### BRIEF
Copy out the rows below, switching each "rough mask" to "coarse mask" and leaving everything else unchanged.

── ENTRIES PROVIDED ──

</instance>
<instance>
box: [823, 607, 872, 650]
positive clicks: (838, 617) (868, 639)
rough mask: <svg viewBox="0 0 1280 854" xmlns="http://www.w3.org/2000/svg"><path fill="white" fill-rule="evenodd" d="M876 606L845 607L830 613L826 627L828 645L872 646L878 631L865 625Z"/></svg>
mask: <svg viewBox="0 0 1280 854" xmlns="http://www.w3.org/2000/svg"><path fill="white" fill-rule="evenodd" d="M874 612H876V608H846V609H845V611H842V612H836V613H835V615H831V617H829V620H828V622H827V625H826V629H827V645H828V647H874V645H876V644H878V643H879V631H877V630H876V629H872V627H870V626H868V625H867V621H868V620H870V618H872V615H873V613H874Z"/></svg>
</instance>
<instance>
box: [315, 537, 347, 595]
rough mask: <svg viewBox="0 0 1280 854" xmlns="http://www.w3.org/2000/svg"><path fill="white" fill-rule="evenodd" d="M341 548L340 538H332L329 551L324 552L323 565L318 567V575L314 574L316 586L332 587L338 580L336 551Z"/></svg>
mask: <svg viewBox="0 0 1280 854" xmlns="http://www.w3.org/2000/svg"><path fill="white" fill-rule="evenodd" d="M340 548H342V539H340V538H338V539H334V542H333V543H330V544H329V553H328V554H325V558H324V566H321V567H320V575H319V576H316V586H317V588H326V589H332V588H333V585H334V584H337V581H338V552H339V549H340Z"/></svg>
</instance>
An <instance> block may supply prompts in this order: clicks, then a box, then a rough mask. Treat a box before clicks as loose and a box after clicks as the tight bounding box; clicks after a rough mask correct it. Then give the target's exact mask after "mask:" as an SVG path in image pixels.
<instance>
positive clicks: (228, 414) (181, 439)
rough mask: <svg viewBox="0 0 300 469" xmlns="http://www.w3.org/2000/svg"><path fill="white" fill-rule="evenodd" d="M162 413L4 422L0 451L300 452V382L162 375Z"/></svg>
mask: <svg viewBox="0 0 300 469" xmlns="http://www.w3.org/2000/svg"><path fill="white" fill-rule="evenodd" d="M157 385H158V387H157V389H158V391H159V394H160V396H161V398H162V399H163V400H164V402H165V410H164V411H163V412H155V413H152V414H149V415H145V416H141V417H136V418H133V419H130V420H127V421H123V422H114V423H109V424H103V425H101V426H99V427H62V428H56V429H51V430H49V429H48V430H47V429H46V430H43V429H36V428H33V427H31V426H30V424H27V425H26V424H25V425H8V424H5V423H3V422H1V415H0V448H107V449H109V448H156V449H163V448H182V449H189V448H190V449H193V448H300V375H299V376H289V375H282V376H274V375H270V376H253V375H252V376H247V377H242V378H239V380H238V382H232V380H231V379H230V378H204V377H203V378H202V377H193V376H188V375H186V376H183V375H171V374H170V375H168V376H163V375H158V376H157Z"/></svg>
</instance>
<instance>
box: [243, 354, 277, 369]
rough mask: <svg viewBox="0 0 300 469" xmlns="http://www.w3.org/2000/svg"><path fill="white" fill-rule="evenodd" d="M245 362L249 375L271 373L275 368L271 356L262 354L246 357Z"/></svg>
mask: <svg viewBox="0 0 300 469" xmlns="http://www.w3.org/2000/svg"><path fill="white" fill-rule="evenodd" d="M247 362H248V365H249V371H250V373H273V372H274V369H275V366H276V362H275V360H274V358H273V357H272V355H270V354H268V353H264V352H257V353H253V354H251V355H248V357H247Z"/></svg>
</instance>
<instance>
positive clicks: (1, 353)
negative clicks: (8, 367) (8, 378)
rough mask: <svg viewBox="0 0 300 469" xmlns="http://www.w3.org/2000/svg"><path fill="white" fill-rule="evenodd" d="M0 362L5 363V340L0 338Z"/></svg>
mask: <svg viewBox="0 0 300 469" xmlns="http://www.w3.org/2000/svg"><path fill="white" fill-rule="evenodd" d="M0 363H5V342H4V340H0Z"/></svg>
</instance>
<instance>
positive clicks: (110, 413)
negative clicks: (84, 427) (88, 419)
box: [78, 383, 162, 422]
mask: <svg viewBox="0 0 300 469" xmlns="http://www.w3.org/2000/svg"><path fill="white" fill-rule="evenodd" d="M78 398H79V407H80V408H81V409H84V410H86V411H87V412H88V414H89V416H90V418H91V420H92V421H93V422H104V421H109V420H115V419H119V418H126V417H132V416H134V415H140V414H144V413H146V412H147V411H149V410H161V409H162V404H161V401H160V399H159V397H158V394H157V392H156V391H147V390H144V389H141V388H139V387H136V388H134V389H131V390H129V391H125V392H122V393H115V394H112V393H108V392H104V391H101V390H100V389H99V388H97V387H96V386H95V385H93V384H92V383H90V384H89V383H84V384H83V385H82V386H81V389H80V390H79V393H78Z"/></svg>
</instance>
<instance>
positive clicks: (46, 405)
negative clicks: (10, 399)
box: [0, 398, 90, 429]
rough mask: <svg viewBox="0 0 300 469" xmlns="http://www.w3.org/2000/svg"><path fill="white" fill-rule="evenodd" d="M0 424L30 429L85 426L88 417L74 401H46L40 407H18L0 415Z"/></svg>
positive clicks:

───

### SOLUTION
</instance>
<instance>
box: [823, 607, 872, 650]
positive clicks: (838, 617) (868, 639)
coarse mask: <svg viewBox="0 0 1280 854" xmlns="http://www.w3.org/2000/svg"><path fill="white" fill-rule="evenodd" d="M876 606L845 607L830 613L826 627L828 645L872 646L878 631L865 625Z"/></svg>
mask: <svg viewBox="0 0 1280 854" xmlns="http://www.w3.org/2000/svg"><path fill="white" fill-rule="evenodd" d="M874 612H876V608H846V609H845V611H842V612H836V613H835V615H831V617H829V620H828V622H827V625H826V629H827V645H828V647H874V645H876V644H878V643H879V631H877V630H876V629H872V627H870V626H868V625H867V621H868V620H870V618H872V615H873V613H874Z"/></svg>
</instance>
<instance>
box: [315, 537, 347, 595]
coarse mask: <svg viewBox="0 0 1280 854" xmlns="http://www.w3.org/2000/svg"><path fill="white" fill-rule="evenodd" d="M341 548L340 538H332L329 551L324 552L323 565L318 567V575L314 574L316 586L332 587L338 580L336 551Z"/></svg>
mask: <svg viewBox="0 0 1280 854" xmlns="http://www.w3.org/2000/svg"><path fill="white" fill-rule="evenodd" d="M340 548H342V539H340V538H338V539H334V542H333V543H330V544H329V553H328V554H325V558H324V566H321V567H320V575H319V576H316V586H317V588H326V589H332V588H333V585H334V584H337V581H338V552H339V549H340Z"/></svg>
</instance>
An <instance> block may supply prompts in this order: clicks, then a box, then a coarse mask. Treat a box before clicks as loose and a box after clicks as the tight bounding box; clicks after a coarse mask correct it. Then give the target's exact mask after "mask:" as an SVG path in image pixels.
<instance>
positive clicks: (228, 414) (181, 439)
coarse mask: <svg viewBox="0 0 300 469" xmlns="http://www.w3.org/2000/svg"><path fill="white" fill-rule="evenodd" d="M162 413L4 422L0 451L300 452V382L162 375Z"/></svg>
mask: <svg viewBox="0 0 300 469" xmlns="http://www.w3.org/2000/svg"><path fill="white" fill-rule="evenodd" d="M157 385H158V387H157V389H158V391H159V394H160V396H161V398H162V399H163V400H164V402H165V410H164V411H163V412H155V413H152V414H149V415H145V416H141V417H136V418H133V419H130V420H127V421H123V422H114V423H109V424H103V425H101V426H99V427H62V428H56V429H51V430H49V429H48V430H47V429H46V430H43V429H36V428H33V427H31V426H30V424H27V425H26V424H25V425H8V424H5V423H3V422H1V415H0V448H107V449H109V448H156V449H163V448H182V449H189V448H190V449H193V448H300V375H299V376H289V375H282V376H274V375H270V376H253V375H252V376H247V377H242V378H239V380H238V382H232V380H231V379H230V378H204V377H203V378H202V377H193V376H188V375H186V376H183V375H171V374H170V375H168V376H163V375H158V376H157Z"/></svg>
</instance>
<instance>
box: [243, 354, 277, 369]
coarse mask: <svg viewBox="0 0 300 469" xmlns="http://www.w3.org/2000/svg"><path fill="white" fill-rule="evenodd" d="M245 362L249 375L271 373L275 368L271 356L262 354L246 357Z"/></svg>
mask: <svg viewBox="0 0 300 469" xmlns="http://www.w3.org/2000/svg"><path fill="white" fill-rule="evenodd" d="M247 362H248V365H249V371H250V373H273V372H274V369H275V366H276V362H275V360H274V358H273V357H272V355H270V354H268V353H264V352H257V353H253V354H251V355H248V357H247Z"/></svg>
</instance>
<instance>
positive clicks: (1, 353)
negative clicks: (8, 367) (8, 378)
coarse mask: <svg viewBox="0 0 300 469" xmlns="http://www.w3.org/2000/svg"><path fill="white" fill-rule="evenodd" d="M0 362L5 363V340L0 338Z"/></svg>
mask: <svg viewBox="0 0 300 469" xmlns="http://www.w3.org/2000/svg"><path fill="white" fill-rule="evenodd" d="M0 363H5V342H4V340H0Z"/></svg>
</instance>
<instance>
positive clicks: (110, 413)
negative clicks: (84, 427) (88, 419)
box: [78, 383, 162, 422]
mask: <svg viewBox="0 0 300 469" xmlns="http://www.w3.org/2000/svg"><path fill="white" fill-rule="evenodd" d="M78 398H79V407H80V408H81V409H84V410H86V411H87V412H88V414H89V416H90V418H91V420H92V421H93V422H104V421H109V420H115V419H119V418H126V417H132V416H134V415H140V414H144V413H146V412H147V411H149V410H161V409H162V404H161V401H160V399H159V397H158V394H157V392H156V391H147V390H144V389H141V388H139V387H136V388H134V389H131V390H129V391H125V392H122V393H115V394H112V393H108V392H104V391H101V390H100V389H99V388H97V387H96V386H95V385H93V384H92V383H90V384H89V383H84V384H83V385H82V386H81V389H80V390H79V393H78Z"/></svg>
</instance>
<instance>
positive clicks: (46, 405)
negative clicks: (10, 399)
box: [0, 398, 90, 429]
coarse mask: <svg viewBox="0 0 300 469" xmlns="http://www.w3.org/2000/svg"><path fill="white" fill-rule="evenodd" d="M0 424L30 429L85 426L88 417L74 401H46L40 407H18L0 415Z"/></svg>
positive clicks:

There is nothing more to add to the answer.